Document segment start

When law firms take steps such as those denoted above, discrimination will likely decrease as will ensuing litigation. Note that an objective human resources department can function as the neutral party employees can report to; it must prove itself trustworthy to employees so they can be assured they will not be retaliated against by the company if they speak up about harassment or discrimination complaints.

Diversity Is Necessary for Effective Recruiting

Diverse firms are in a better position to recruit top talented diverse attorneys. When shopping for a firm to work in, diverse attorneys are more interested in joining diverse firms. Even nondiverse attorneys expect there to be a certain amount of diversity in law firms they join.
If a law firm is not diverse, it may have a difficult time recruiting at law schools, where students value diversity. Law students are increasingly concerned and interested in diversity. For example, at Harvard Law School, “Students interviewed [in response to a report on diversity] . . . said that they want more classroom discussion of social, racial and economic justice, though the report points to the school’s extensive course offerings and faculty-led reading groups covering those topics.”[79] At Chapman Law School, over 250 law students supported a proposed law journal that was tentatively titled the “Chapman Law School Diversity and Practice Journal” but that was eventually named the “Law Journal of Social Justice.”[80]
According to a Forbes study that surveyed three hundred senior executives of companies around the globe worth at least $500 million, a diverse workforce attracts top talent.[81] “If you want to attract the best talent, you need to be reflective of the talent in that market,” said Eileen Taylor, Deutsche Bank’s global head of diversity.[82]
Diversity, particularly with the Millennial workforce, tends to attract young, highly skilled individuals. The same is said of law firms that make diversity a priority in their practice areas. As wealth now transcends nearly every ethnicity and nationality, the need for a diverse group of lawyers is critical to serving these clients. Young wealth—that is, the pioneers in tech, gaming, and other multimedia sectors—tends to feel easier about someone their age handling their legal affairs as opposed to someone older who has no concept of what these young, wealthy individuals have accomplished culturally.

Diversity Provides Creative Problem Solving

Per Clio, a law practice management software company, one of the simple ways firms retain clients is by delivering excellent substantive work product.[83] To deliver that excellent substantive work product, there must be sharp decision making. Better decision making results in better satisfied clients, which refer additional clients, giving the firm additional business.

Document segment end

▸ Challenges
1. In the passage on law firm diversity, how many senior executives did the Forbes study survey?
2. Carry the passage on law firm diversity forward from the point where it stops.

Entries start

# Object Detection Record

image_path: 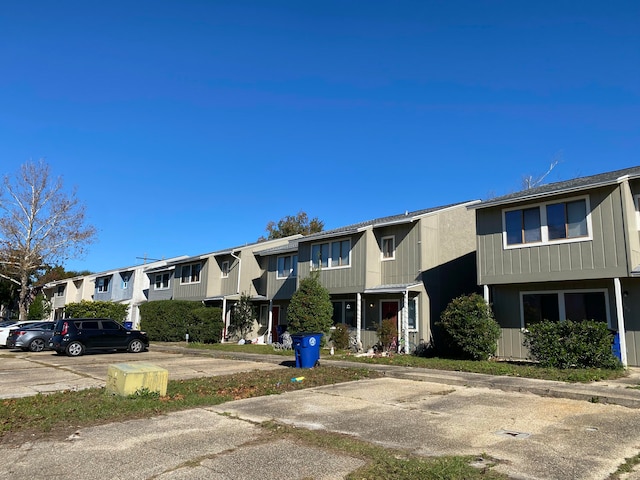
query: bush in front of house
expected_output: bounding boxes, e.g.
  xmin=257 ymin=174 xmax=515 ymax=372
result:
xmin=331 ymin=323 xmax=349 ymax=350
xmin=140 ymin=300 xmax=223 ymax=343
xmin=524 ymin=320 xmax=622 ymax=369
xmin=437 ymin=293 xmax=500 ymax=360
xmin=64 ymin=300 xmax=129 ymax=323
xmin=287 ymin=271 xmax=333 ymax=344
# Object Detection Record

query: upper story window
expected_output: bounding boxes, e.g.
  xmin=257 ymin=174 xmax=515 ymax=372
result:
xmin=97 ymin=277 xmax=110 ymax=293
xmin=220 ymin=260 xmax=229 ymax=278
xmin=180 ymin=263 xmax=202 ymax=284
xmin=153 ymin=273 xmax=171 ymax=290
xmin=311 ymin=240 xmax=351 ymax=269
xmin=503 ymin=197 xmax=591 ymax=248
xmin=382 ymin=236 xmax=396 ymax=260
xmin=277 ymin=255 xmax=298 ymax=278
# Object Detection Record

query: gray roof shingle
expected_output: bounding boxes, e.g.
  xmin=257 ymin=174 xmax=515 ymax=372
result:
xmin=469 ymin=167 xmax=640 ymax=209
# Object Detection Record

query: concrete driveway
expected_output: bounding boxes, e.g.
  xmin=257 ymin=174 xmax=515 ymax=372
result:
xmin=0 ymin=346 xmax=640 ymax=480
xmin=0 ymin=349 xmax=285 ymax=399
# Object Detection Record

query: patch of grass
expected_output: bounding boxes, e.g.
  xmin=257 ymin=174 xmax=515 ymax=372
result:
xmin=168 ymin=343 xmax=627 ymax=383
xmin=0 ymin=366 xmax=380 ymax=440
xmin=263 ymin=422 xmax=508 ymax=480
xmin=334 ymin=355 xmax=626 ymax=382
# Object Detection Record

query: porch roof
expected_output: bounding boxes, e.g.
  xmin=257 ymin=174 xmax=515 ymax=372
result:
xmin=364 ymin=282 xmax=422 ymax=293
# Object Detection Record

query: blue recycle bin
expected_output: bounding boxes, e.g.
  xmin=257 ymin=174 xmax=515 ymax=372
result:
xmin=291 ymin=333 xmax=322 ymax=368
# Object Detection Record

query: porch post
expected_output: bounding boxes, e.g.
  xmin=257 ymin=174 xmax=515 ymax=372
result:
xmin=220 ymin=297 xmax=227 ymax=343
xmin=267 ymin=300 xmax=273 ymax=343
xmin=356 ymin=293 xmax=362 ymax=342
xmin=398 ymin=290 xmax=410 ymax=353
xmin=613 ymin=277 xmax=627 ymax=368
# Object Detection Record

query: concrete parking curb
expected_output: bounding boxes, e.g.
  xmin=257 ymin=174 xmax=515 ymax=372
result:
xmin=151 ymin=343 xmax=640 ymax=408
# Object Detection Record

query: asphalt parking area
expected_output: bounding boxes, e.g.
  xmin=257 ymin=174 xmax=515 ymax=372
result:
xmin=0 ymin=349 xmax=286 ymax=398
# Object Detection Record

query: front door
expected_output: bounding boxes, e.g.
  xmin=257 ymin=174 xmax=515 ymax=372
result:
xmin=271 ymin=305 xmax=280 ymax=343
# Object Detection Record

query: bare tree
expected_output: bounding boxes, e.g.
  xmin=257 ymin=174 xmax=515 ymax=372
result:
xmin=0 ymin=160 xmax=96 ymax=319
xmin=522 ymin=152 xmax=562 ymax=190
xmin=258 ymin=211 xmax=324 ymax=242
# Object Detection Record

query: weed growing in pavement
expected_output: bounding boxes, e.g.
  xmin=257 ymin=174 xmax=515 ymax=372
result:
xmin=263 ymin=422 xmax=508 ymax=480
xmin=0 ymin=366 xmax=380 ymax=441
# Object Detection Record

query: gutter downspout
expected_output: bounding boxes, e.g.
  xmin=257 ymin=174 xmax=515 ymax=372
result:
xmin=231 ymin=252 xmax=242 ymax=295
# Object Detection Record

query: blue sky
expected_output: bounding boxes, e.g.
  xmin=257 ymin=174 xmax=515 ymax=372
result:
xmin=0 ymin=0 xmax=640 ymax=272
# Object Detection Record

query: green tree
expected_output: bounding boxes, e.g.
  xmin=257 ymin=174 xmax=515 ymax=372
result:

Entries end

▸ Expected responses
1. Three hundred senior executives of companies around the globe worth at least $500 million.

2.
Some suggest that when a law firm is diverse, attorneys have insights and access to perspectives that they normally would not have.[84] Diverse attorneys have diverse viewpoints, and a different perspective can sometimes help groups reach better decisions that benefit clients.[85] When a law firm is diverse, different perspectives are honored and everyone feels like he or she has a right to contribute to the health of the law firm.[86]
Others suggest that diverse team members live in two cultures simultaneously and therefore tend to be more creative thinkers.[87] Studies have found that heterogeneous groups, ones that include minority views and a diversity of persons, are more creative and devise more possible solutions to problems than homogeneous groups.[88]
The age we live in has repeatedly proven that creativity leads to success. “Numerous commentators have argued that enhancing the creative performance of employees is a necessary step if organizations are able to achieve competitive advantage.”[89]
We can think of diversity in law practice in much the same way. Law firm diversity can be compared to a box with 120 colors of crayons in it. From that big box of crayons, something creative is bound to emerge. Diversity fosters an environment open to innovation. According to a study by Roy Y. J. Chua of Harvard Business School, “The more your network includes individuals from different cultural backgrounds, the more you will be creatively stimulated by different ideas and perspectives.”[90] Presenting an idea to a diverse group of people typically results in more discussion than presenting the same idea to a homogeneous group.[91] Different backgrounds can produce different opinions and ideas.
Of course, opinions can result in disagreements, but disagreements provide opportunities for even more innovative thought and problem solving. Disagreements and discussions eventually lead to advancements. Lawyers who do not face conflict, strong discussions, and diverse opinions become comfortable and their firms cease to progress.

Diversity Is a Reality

It really is a small world after all. We know this simply by how easy it is to connect to nearly anyone on the planet. And with the neighborhoods of our cities and towns becoming more diverse, many accept diversity as today’s model of humanity. We are used to seeing others from different regions, cultures, and walks of life every day on television, social media, and the internet. We are now accustomed to what was once regarded as foreign and exotic.
As such, it makes sense that individuals who seek law firm services would rather see a firm-wide representation similar to what they see in their neighborhoods.[92] People want to see a variety of races and genders representative of their own lives.
A wide range of people of various ethnicities, genders, and backgrounds seek legal help. In the United States, more than fifteen million civil suits are filed annually.[93] In the United Kingdom, the Civil and Social Justice survey from 2006–2009 found that “36% of the adult population experience a civil and social justice problem over a three-year period. Of these, 9% take no action and 49% seek advice. Only 29% seek advice from traditional forms of legal adviser. Further only 13.3% sought advice from solicitors.”[94] People from all walks of life require legal help in some capacity. Simply put, when dealing with matters serious enough to warrant counsel, potential clients want someone with whom they feel comfortable and who they can relate to.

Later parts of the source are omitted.